** Start of Extracted material **

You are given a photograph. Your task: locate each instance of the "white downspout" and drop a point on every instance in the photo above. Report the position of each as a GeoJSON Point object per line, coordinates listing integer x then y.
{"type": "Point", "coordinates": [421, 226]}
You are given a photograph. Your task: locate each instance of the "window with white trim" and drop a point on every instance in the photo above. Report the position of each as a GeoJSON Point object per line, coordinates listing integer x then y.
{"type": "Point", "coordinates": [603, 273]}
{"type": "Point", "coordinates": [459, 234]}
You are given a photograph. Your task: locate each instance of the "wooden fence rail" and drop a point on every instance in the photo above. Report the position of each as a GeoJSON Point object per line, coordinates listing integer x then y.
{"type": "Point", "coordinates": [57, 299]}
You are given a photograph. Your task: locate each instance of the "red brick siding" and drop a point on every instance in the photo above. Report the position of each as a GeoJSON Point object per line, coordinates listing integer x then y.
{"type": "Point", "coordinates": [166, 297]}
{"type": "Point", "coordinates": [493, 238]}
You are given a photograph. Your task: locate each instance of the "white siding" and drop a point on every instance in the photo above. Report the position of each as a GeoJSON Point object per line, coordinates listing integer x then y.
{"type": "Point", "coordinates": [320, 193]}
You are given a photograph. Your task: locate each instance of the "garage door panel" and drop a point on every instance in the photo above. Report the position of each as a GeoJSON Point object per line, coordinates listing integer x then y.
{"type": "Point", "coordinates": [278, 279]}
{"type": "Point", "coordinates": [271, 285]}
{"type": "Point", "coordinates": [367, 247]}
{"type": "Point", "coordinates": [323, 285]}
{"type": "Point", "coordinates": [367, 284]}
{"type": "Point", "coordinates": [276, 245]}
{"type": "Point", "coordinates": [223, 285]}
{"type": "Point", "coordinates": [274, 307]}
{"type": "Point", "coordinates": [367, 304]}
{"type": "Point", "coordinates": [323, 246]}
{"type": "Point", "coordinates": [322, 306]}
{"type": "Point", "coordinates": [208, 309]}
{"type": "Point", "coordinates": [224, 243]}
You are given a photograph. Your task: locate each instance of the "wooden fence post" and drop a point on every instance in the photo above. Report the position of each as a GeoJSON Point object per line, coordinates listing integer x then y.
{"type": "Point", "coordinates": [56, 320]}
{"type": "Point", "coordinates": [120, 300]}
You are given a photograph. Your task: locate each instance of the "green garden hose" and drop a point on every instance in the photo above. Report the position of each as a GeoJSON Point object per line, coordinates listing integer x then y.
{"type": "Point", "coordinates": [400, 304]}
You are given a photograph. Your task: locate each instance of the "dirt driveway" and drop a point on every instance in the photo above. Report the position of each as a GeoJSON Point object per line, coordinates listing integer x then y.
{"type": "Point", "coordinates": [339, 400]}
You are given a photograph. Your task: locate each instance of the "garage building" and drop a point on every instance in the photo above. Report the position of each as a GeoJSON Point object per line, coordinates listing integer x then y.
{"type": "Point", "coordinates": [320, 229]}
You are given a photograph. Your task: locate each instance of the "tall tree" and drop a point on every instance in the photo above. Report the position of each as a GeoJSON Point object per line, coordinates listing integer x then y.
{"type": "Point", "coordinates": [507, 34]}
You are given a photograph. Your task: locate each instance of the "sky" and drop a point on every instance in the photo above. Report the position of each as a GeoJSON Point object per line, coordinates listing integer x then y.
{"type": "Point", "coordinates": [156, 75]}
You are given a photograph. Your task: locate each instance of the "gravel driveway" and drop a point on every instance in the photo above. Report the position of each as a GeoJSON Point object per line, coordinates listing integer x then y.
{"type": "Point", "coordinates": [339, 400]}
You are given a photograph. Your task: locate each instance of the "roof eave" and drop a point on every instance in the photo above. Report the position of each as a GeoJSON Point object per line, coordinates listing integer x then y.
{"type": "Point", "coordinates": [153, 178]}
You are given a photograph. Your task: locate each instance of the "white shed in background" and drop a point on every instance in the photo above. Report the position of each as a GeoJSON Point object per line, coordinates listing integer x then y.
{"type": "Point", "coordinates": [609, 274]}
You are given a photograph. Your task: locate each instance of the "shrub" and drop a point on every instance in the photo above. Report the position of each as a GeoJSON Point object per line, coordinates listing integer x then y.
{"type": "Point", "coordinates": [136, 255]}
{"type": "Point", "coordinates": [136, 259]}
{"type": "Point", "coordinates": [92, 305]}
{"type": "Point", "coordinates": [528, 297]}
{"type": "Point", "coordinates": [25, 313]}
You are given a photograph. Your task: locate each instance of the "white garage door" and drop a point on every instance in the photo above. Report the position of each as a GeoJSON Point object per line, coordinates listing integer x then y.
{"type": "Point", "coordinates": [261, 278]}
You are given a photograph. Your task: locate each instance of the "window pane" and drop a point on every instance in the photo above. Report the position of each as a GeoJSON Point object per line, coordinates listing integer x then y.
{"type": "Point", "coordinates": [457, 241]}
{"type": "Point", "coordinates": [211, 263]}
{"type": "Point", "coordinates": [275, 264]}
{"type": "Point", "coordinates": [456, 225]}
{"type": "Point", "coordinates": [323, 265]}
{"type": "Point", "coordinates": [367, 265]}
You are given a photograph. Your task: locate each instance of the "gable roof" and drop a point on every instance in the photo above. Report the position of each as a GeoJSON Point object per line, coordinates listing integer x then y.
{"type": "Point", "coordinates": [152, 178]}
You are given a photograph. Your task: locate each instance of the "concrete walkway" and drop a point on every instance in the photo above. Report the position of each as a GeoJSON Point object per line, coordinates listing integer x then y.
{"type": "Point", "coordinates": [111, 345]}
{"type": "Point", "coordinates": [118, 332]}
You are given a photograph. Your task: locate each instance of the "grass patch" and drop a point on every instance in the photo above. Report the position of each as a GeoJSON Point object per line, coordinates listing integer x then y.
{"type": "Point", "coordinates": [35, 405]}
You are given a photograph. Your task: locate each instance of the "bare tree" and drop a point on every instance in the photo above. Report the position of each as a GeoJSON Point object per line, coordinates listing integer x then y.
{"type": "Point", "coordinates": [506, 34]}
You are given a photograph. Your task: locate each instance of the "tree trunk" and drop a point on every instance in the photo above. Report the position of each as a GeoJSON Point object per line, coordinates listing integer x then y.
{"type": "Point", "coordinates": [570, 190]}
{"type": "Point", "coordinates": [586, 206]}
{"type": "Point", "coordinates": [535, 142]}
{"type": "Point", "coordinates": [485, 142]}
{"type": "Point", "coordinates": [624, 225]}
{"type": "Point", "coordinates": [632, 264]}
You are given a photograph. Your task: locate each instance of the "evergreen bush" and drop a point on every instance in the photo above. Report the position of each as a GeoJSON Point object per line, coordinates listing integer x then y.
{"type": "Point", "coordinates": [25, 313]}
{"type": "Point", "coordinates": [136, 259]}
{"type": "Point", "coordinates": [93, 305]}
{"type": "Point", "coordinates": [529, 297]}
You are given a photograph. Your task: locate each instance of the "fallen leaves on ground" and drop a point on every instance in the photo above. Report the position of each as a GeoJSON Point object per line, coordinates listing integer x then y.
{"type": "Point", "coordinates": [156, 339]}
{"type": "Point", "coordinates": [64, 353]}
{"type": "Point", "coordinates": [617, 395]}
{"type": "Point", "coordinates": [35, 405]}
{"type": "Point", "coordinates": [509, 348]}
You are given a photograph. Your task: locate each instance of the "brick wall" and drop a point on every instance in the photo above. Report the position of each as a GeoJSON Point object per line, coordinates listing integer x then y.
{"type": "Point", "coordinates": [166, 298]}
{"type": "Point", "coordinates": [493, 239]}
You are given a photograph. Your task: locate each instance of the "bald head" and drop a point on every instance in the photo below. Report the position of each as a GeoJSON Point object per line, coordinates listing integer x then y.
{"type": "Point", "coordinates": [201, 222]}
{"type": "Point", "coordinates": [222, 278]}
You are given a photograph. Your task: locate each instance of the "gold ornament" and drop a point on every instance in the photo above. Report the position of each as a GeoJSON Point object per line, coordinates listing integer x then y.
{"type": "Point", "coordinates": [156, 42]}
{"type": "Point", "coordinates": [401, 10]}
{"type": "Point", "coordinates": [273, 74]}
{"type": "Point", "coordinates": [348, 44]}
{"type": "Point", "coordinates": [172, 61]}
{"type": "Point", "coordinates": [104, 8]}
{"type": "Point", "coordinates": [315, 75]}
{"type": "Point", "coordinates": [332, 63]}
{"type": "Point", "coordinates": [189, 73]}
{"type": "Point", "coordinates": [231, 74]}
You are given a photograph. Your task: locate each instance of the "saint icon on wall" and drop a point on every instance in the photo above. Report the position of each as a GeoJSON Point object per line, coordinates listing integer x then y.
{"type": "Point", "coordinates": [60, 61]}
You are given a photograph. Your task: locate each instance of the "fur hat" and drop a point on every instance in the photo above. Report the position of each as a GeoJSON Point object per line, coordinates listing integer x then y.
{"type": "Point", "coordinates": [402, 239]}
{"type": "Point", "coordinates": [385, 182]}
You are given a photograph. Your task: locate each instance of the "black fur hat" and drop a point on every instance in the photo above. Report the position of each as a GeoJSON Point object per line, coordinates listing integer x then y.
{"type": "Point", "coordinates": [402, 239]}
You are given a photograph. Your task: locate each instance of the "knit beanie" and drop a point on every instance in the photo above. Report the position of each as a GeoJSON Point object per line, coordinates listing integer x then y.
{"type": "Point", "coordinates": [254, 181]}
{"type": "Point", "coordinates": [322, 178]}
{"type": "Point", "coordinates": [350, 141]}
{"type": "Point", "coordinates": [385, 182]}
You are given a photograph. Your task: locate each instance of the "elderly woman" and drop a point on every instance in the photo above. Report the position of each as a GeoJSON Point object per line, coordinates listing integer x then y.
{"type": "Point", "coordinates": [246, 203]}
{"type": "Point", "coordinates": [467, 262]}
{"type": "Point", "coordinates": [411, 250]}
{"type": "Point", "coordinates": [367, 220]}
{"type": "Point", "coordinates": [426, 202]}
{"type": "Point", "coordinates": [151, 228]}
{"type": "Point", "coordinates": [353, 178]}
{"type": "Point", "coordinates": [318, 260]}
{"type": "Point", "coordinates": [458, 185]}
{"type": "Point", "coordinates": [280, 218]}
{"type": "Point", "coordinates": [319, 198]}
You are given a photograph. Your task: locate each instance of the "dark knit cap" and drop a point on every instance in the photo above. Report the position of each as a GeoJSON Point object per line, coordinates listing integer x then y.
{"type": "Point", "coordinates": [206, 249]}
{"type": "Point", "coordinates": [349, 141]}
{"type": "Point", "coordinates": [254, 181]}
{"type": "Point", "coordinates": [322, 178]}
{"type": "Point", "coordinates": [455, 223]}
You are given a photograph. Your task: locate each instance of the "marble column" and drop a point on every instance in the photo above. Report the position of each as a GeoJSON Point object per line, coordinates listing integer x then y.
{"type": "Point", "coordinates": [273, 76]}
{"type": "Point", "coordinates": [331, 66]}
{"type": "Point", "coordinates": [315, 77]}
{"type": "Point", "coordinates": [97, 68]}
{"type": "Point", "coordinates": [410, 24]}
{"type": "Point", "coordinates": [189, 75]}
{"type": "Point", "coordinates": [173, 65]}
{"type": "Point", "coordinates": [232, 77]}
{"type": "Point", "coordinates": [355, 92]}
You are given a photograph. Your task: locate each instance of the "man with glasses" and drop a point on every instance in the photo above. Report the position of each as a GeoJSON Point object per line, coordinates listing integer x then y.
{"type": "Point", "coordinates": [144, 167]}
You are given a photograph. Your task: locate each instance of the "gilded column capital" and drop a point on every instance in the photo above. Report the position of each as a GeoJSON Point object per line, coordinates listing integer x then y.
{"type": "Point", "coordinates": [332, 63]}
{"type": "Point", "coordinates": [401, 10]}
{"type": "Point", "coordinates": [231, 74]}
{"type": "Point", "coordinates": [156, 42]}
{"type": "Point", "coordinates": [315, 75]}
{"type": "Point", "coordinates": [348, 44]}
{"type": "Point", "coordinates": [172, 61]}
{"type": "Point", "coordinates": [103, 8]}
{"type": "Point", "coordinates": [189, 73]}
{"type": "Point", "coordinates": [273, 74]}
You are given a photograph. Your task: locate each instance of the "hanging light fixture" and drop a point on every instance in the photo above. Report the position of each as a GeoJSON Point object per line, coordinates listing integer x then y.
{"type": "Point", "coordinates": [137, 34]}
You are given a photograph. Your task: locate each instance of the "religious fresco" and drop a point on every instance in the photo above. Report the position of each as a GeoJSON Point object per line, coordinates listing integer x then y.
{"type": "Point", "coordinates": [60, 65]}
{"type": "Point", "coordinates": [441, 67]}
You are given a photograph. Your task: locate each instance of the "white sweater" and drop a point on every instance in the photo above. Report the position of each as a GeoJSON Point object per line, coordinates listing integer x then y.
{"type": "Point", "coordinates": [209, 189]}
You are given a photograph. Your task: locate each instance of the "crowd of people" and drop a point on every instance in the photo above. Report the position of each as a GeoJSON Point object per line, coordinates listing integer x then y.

** End of Extracted material **

- Stated exercise -
Locate each line in the listing above that contains the string "with" and copy those lines out in full.

- Answer -
You are given a photograph. Your task: locate each instance of the "window with white trim" and drop a point on every instance in the photo above. Report the position of each as a GeoJSON Point object per line, coordinates listing integer x then y.
You are given a photograph. Your task: locate each instance of the "man with glasses" and drop a point on every instance in the photo above. Report the position of each as a GeoJSON Point object per line, coordinates listing integer x then y.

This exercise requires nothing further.